2012-02-02 Thread Jeff Squyres
Both icc and gcc seem to be broken on your system; they're not creating 
executables.

You can look in config.log for more details about what is failing.  But 
basically, configure is trying to compile a simple "hello world"-like C 
program, and it's failing.

You might want to try trying to compile a simple "hello world"-like C program 
yourself and see what error messages are coming out of the compiler.



On Feb 2, 2012, at 5:19 AM, Syed Ahsan Ali wrote:

> Dear All,
> 
> I have been stuck in installation of openmpi1.4.2 on RHEL5.2 with ifort and 
> icc.I get following error while configuring, Please help.
> 
> 
> [precis@precis2 openmpi-1.4.2]$ ./build.sh 
> checking for a BSD-compatible install... /usr/bin/install -c
> checking whether build environment is sane... yes
> checking for a thread-safe mkdir -p... /bin/mkdir -p
> checking for gawk... gawk
> checking whether make sets $(MAKE)... yes
> checking how to create a ustar tar archive... gnutar
> 
> 
> == Configuring Open MPI
> 
> 
> *** Checking versions
> checking Open MPI version... 1.4.2
> checking Open MPI release date... May 04, 2010
> checking Open MPI Subversion repository version... r23093
> checking Open Run-Time Environment version... 1.4.2
> checking Open Run-Time Environment release date... May 04, 2010
> checking Open Run-Time Environment Subversion repository version... r23093
> checking Open Portable Access Layer version... 1.4.2
> checking Open Portable Access Layer release date... May 04, 2010
> checking Open Portable Access Layer Subversion repository version... r23093
> 
> *** Initialization, setup
> configure: builddir: /home/precis/opemmpi/openmpi-1.4.2
> configure: srcdir: /home/precis/opemmpi/openmpi-1.4.2
> checking build system type... i686-pc-linux-gnu
> checking host system type... i686-pc-linux-gnu
> installing to directory "/home/openmpi"

DATA IN THIS EXERCISE:
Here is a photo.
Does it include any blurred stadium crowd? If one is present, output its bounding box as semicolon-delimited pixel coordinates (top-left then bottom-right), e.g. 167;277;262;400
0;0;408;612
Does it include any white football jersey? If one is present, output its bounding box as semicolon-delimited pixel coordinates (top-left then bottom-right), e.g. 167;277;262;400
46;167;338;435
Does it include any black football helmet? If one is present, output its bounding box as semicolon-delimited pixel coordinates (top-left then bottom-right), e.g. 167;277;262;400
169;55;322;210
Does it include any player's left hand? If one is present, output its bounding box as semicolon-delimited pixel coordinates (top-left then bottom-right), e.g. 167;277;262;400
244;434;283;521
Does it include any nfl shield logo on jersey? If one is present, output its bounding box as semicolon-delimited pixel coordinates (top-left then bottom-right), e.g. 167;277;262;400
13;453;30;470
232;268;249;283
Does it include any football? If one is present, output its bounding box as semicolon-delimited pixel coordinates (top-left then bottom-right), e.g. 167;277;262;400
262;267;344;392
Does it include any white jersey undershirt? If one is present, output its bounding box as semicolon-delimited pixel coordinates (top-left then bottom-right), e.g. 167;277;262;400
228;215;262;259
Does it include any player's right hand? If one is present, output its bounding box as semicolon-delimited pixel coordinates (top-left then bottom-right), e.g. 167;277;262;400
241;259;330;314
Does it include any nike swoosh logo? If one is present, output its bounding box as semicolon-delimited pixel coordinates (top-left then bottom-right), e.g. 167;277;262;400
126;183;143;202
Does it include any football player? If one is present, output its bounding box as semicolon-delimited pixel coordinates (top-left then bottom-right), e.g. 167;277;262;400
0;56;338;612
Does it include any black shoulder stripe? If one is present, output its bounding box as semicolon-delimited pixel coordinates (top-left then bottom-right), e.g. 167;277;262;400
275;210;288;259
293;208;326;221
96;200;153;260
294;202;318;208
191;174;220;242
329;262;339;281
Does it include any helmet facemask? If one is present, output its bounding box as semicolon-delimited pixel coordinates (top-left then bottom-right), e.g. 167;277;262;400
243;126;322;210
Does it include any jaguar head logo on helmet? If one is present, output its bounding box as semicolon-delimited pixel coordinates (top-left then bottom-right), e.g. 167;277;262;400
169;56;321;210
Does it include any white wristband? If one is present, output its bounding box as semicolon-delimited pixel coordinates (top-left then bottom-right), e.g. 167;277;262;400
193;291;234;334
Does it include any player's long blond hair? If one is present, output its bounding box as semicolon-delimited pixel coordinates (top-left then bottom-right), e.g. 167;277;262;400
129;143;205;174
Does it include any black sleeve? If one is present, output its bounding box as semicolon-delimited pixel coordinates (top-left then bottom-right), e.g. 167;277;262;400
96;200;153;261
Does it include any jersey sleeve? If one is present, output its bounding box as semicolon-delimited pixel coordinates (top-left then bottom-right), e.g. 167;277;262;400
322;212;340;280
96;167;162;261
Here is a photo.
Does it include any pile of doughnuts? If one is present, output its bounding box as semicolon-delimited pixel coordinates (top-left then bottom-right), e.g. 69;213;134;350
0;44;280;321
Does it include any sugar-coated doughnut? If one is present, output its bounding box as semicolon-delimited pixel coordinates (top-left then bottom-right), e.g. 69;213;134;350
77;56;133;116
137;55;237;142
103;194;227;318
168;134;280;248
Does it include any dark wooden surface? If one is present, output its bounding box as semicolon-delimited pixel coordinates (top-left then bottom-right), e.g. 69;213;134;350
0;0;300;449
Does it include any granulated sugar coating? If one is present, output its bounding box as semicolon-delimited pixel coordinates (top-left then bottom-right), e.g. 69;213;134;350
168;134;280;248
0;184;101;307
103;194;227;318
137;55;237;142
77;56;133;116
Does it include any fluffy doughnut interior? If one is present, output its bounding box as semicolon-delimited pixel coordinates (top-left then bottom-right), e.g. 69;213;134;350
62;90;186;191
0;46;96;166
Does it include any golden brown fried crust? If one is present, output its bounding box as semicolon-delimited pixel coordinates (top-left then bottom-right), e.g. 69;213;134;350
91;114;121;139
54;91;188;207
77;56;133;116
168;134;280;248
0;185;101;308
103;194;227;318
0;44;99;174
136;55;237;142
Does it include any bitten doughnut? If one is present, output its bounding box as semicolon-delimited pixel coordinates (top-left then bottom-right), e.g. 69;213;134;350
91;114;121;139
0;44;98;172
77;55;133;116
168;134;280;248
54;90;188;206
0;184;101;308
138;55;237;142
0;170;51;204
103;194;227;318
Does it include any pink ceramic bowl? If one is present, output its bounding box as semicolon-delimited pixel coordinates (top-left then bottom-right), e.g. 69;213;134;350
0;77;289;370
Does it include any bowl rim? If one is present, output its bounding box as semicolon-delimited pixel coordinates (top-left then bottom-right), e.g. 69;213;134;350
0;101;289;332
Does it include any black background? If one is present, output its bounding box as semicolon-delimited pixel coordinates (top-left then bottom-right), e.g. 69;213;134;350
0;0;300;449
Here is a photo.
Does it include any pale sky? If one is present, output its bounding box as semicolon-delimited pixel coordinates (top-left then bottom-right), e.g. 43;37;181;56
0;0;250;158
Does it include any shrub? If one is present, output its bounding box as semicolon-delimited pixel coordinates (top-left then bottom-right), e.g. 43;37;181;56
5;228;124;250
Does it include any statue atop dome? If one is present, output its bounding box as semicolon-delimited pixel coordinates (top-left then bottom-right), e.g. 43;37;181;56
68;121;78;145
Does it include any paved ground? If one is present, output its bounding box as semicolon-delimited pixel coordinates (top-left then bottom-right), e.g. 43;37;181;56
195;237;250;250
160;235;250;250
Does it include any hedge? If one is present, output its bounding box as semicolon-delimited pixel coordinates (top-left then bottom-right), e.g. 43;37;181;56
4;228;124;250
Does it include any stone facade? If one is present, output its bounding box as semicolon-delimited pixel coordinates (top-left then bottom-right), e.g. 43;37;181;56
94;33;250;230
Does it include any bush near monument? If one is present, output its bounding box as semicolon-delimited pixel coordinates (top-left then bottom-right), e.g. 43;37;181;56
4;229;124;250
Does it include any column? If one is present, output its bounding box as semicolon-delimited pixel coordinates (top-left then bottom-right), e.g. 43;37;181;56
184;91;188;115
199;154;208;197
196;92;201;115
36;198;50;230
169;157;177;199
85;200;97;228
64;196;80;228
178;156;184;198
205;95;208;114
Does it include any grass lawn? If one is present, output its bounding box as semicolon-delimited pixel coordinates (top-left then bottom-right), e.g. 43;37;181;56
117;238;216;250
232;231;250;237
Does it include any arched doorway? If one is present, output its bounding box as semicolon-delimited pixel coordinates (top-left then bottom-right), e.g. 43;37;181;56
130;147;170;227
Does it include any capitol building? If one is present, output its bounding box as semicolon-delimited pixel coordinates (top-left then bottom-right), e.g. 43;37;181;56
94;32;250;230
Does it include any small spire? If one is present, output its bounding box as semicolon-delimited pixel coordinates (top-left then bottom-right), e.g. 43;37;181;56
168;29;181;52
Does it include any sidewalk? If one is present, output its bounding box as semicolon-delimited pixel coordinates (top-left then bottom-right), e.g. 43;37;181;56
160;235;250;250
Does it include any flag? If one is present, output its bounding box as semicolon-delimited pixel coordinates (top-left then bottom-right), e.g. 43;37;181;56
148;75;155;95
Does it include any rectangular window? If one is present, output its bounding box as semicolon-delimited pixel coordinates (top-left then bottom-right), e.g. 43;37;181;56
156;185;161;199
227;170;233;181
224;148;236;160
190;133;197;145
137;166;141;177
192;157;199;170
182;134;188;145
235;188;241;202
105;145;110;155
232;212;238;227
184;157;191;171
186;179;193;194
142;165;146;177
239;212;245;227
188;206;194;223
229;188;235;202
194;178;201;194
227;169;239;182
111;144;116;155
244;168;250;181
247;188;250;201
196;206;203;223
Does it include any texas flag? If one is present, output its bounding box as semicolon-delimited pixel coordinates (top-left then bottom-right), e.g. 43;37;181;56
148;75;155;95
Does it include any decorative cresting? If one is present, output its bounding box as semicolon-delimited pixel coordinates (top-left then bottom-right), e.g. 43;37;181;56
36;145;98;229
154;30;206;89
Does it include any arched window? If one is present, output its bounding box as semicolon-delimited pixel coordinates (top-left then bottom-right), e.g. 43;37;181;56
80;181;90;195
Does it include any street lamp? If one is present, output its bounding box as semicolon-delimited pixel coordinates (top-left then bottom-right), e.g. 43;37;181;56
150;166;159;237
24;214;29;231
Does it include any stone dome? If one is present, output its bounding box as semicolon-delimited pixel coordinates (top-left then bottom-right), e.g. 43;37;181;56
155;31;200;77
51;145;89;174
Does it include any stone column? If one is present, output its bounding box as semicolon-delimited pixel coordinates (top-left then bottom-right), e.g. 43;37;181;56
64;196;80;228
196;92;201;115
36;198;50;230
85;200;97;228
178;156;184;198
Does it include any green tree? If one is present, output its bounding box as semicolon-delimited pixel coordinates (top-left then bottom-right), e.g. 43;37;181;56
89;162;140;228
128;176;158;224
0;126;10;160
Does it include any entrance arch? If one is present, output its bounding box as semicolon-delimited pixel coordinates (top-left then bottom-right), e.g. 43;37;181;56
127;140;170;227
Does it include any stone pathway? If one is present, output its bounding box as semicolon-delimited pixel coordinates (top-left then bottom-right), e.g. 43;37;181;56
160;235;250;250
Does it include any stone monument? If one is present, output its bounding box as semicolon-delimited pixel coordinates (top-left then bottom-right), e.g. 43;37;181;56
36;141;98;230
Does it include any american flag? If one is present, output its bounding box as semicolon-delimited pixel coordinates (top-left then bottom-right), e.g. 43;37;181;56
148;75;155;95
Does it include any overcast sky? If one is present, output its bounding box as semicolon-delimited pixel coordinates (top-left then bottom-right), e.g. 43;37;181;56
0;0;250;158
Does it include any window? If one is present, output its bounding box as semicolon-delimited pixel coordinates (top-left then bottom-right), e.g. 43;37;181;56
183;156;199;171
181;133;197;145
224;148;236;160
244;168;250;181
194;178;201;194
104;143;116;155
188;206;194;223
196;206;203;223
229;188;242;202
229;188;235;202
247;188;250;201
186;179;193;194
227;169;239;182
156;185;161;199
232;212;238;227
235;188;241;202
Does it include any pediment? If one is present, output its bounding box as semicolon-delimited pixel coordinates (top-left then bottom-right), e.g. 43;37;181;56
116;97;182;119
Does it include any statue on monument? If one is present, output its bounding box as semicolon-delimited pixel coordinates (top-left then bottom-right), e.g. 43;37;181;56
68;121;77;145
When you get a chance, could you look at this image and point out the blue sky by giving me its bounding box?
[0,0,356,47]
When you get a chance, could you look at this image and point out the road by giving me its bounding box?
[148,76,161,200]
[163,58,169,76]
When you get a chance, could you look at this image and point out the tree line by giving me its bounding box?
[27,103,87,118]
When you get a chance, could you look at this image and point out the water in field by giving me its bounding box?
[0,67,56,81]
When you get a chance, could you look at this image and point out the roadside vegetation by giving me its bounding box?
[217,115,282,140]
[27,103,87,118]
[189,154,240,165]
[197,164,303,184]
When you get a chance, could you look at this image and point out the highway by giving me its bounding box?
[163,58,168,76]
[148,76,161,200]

WHAT YOU NEED TO DO:
**A.** In the listing, quote the stretch from the line containing "Does it include any stone dome?" through the line containing "127;140;170;227".
**B.** Continue the Open MPI thread from its last line.
The Open MPI thread has no connection to the listing.

TASK-BY-TASK OUTPUTS:
**A.**
Does it include any stone dome? If one is present, output its bounding box as semicolon-delimited pixel coordinates (top-left then bottom-right), e.g. 43;37;181;56
155;31;200;77
51;145;89;174
Does it include any stone column? If one is present, output its bounding box as semicolon-delimited pixel coordinates (top-left then bottom-right), e.g. 43;37;181;56
64;196;80;228
196;92;201;115
36;198;50;230
85;200;97;228
178;156;184;198
Does it include any green tree? If one is present, output its bounding box as semicolon-delimited pixel coordinates (top-left then bottom-right), e.g. 43;37;181;56
89;162;140;228
128;176;158;224
0;126;10;160
Does it include any entrance arch? If one is present, output its bounding box as semicolon-delimited pixel coordinates (top-left then bottom-right), e.g. 43;37;181;56
127;140;170;227

**B.**
> 
> *** Configuration options
> checking whether to run code coverage... no
> checking whether to compile with branch probabilities... no
> checking whether to debug memory usage... no
> checking whether to profile memory usage... no
> checking if want developer-level compiler pickyness... no
> checking if want developer-level debugging code... no
> checking if want sparse process groups... no
> checking if want Fortran 77 bindings... yes
> checking if want Fortran 90 bindings... yes
> checking desired Fortran 90 bindings "size"... small
> checking whether to enable PMPI... yes
> checking if want C++ bindings... yes
> checking if want MPI::SEEK_SET support... yes
> checking if want to enable weak symbol support... yes
> checking if want run-time MPI parameter checking... runtime
> checking if want to install OMPI header files... no
> checking if want pretty-print stacktrace... yes
> checking if peruse support is required... no
> checking max supported array dimension in F90 MPI bindings... 4
> checking if pty support should be enabled... yes
> checking if user wants dlopen support... yes
> checking if heterogeneous support should be enabled... no
> checking if want trace file debugging... no
> checking if want full RTE support... yes
> checking if want fault tolerance... Disabled fault tolerance
> checking if want IPv6 support... yes (if underlying system supports it)
> checking if want orterun "--prefix" behavior to be enabled by default... no
> checking for package/brand string... Open MPI pre...@precis2.pakmet.com.pk 
> Distribution
> checking for ident string... 1.4.2
> checking whether to add padding to the openib control header... no
> checking whether to use an alternative checksum algo for messages... no
> 
> 
> == Compiler and preprocessor tests
> 
> 
> *** C compiler and preprocessor
> checking for style of include used by make... GNU
> checking for gcc... icc
> checking for C compiler default output file name... 
> configure: error: in `/home/precis/opemmpi/openmpi-1.4.2':
> configure: error: C compiler cannot create executables
> See `config.log' for more details.
> make: *** No targets specified and no makefile found.  Stop.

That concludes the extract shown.